** EXERCISE TEXT follows **

Sponsored by IOT
By Deborah Kotob, ABOM
Nature inspires art, poetry, literature and science. And nature inspired IOT’s new foundational technology, Digital Ray-Path 2.* This revolutionary new lens personalization technology utilizes the discovery of new advanced mathematics to calculate point-by-point optimization of the lens design, incorporating the eye’s natural focusing power.
Every optical engineer and lens designer’s goal is to advance science and mathematical methods in pursuit of lens performance improvements. The introduction of free-form customized lenses was the most significant technological leap in recent years, resulting in substantial improvement in the optical quality of millions of lenses worldwide.
Since IOT introduced Digital Ray-Path® in 2008, their continuous research and development led to significant improvements in mathematical algorithms and the optical, physiological and clinical principles used to customize ophthalmic lenses.
Building on Digital Ray-Path, IOT developed the new state-of-the-art Digital Ray-Path 2, a natural evolution in personalized lens optimization and compensation technology which uses breakthrough mathematical methods to improve merit functions for the smooth distribution of residual aberrations. The effects of full-field aberrations are minimized by considering the human visual systems’ accommodative facility to make small focus adjustments. With this new technology, the lens is also now optimized for the complete volume of accommodative object space instead of a defined point of object space (Fig. 1).

** End of EXERCISE TEXT **

TASKS TO PERFORM:
(A) List every field that the Digital Ray-Path 2 article names as being inspired by nature.
(B) Echo the Digital Ray-Path 2 article word for word, everything from "Since IOT introduced" down to "space (Fig. 1).".

** RECORD EXCERPTS follows **

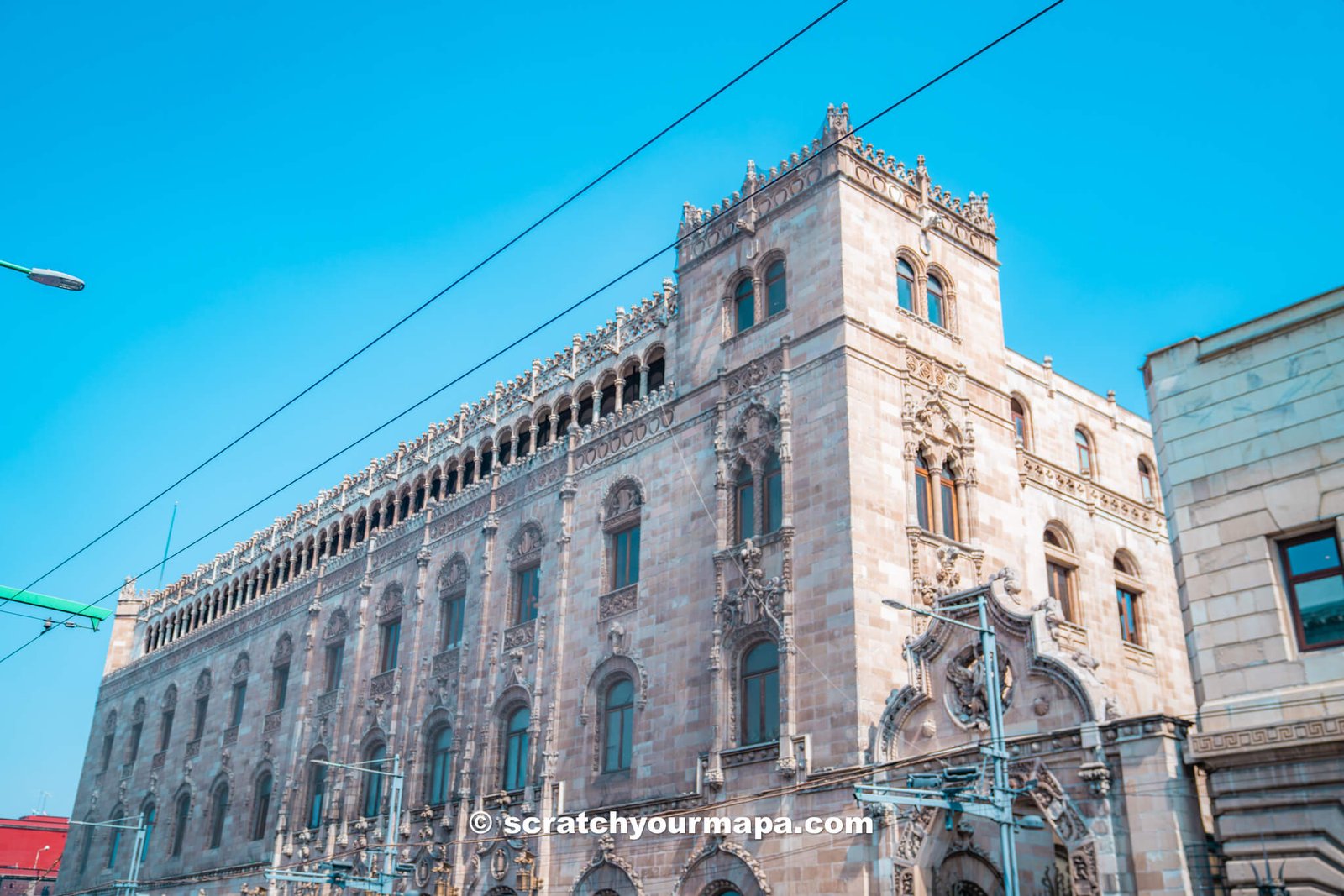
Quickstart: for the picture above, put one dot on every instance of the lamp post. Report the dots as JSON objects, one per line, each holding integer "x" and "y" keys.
{"x": 46, "y": 277}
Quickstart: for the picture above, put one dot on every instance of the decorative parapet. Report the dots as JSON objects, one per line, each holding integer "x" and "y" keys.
{"x": 1042, "y": 473}
{"x": 582, "y": 358}
{"x": 1290, "y": 735}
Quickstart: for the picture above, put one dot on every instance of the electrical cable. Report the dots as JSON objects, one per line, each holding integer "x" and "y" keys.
{"x": 440, "y": 293}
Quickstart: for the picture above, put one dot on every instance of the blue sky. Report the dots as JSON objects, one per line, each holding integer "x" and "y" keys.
{"x": 252, "y": 190}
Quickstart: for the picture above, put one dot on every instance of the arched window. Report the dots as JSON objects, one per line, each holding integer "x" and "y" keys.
{"x": 745, "y": 504}
{"x": 1128, "y": 597}
{"x": 1146, "y": 481}
{"x": 905, "y": 285}
{"x": 761, "y": 694}
{"x": 374, "y": 779}
{"x": 181, "y": 813}
{"x": 1085, "y": 458}
{"x": 148, "y": 815}
{"x": 1019, "y": 422}
{"x": 440, "y": 755}
{"x": 743, "y": 304}
{"x": 218, "y": 812}
{"x": 936, "y": 302}
{"x": 316, "y": 794}
{"x": 948, "y": 503}
{"x": 118, "y": 813}
{"x": 617, "y": 721}
{"x": 1061, "y": 566}
{"x": 773, "y": 484}
{"x": 776, "y": 300}
{"x": 261, "y": 805}
{"x": 515, "y": 748}
{"x": 924, "y": 493}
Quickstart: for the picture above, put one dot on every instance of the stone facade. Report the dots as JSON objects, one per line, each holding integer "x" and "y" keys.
{"x": 1250, "y": 439}
{"x": 828, "y": 375}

** End of RECORD EXCERPTS **

PER-TASK OUTPUTS:
(A) Art, poetry, literature, science

(B)
Since IOT introduced Digital Ray-Path® in 2008, their continuous research and development led to significant improvements in mathematical algorithms and the optical, physiological and clinical principles used to customize ophthalmic lenses.
Building on Digital Ray-Path, IOT developed the new state-of-the-art Digital Ray-Path 2, a natural evolution in personalized lens optimization and compensation technology which uses breakthrough mathematical methods to improve merit functions for the smooth distribution of residual aberrations. The effects of full-field aberrations are minimized by considering the human visual systems’ accommodative facility to make small focus adjustments. With this new technology, the lens is also now optimized for the complete volume of accommodative object space instead of a defined point of object space (Fig. 1).